→ **Set task A**:
Give the first word of each of the four posts in the forum thread about Bishop Spong's books, spelled as the thread spells it.
→ **Set task B**:
Extend the forum thread about Bishop Spong's books with a further post that follows on from its last one.

Welll, let me tell you, Bishop Spong did a number on me with Sins of Scripture (which I only made it half way through before hightailing it to the web to hunt Spong down). I am a very active Catholic who spends no little energy looking away from or rationalizing some of the more troublesome parts of doctrine and dogma, but now my conscience is mollified because everything I read in Sins makes an "aha" connection. I will no doubt stay in my church, but seeing through the fog is easier. I think my credit card will take a few more hits at the Kindle store for more of his books. This is fun!

Posted

Hanover, I really enjoy reading Spong too and have subscribed to his weekly newsletter for the pittance of $30 or $40 a year, which also lets you access all of his archived newsletters from the past several years - an absolute wealth of Spong for the cost of only one or two books.

 

Cheers

Paul

Posted

Hhanover, you picked one of the best Spong books when you read Sins of Scripture. I think that is one of my favorites of his, the other being Why Christianity Must Change or Die. I am actually a little bit behind in his books now, the most recent 3 I haven't read yet but intend to.

Posted

Welcome Hhanover,

 

Glad to hear you are enjoying Spong. Hope you also find this community an enjoyable and interesting one.

→ **Dataset records**:
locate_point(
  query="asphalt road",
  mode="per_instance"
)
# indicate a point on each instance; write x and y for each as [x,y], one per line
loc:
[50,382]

→ **Task result A**:
Welll
Hanover
Hhanover
Welcome

→ **Task result B**:
Joseph

  • 8 months later...
Posted

I am in Nova Scotia, Canada... and I too greatly enjoyed reading Bishop Spong's "Sins Of Scripture" and am currently reading " A New Christianity For A New World"... I find it easy to accept many of Bishop Spong's conclusions, for they are conclusions which I have long ago come to too-- though he phrases them much more beautifully than I ever could, and supports them with arguments I had not known. I Especially admire his demands that the Christian movement should be, must be, inclusive of everyone and exclusive of no one.

I sometimes question though some of his more difficult positions-- not in any hostile way, but in a searching way... I think that a new reformed Christianity can still speak of a deity or God.. provided that we take the position that we do not know what God is. The Old Testament is ,it seems, a record of the 1000 year long struggle of the ancient Hebrews to come to an understanding of God.. but just because they made the struggle, does not mean that they succeeded in discovering the true nature of the Creator. At times, as in the sentiments of Hosea, they came close... at other times, as in the Holiness Code, they could not be wider of the mark. I think that when Jesus is speaking of his Father--even of his daddy-- in the Gospels, he is speaking of the nature of what Godhood-Love or the ground of being truly is.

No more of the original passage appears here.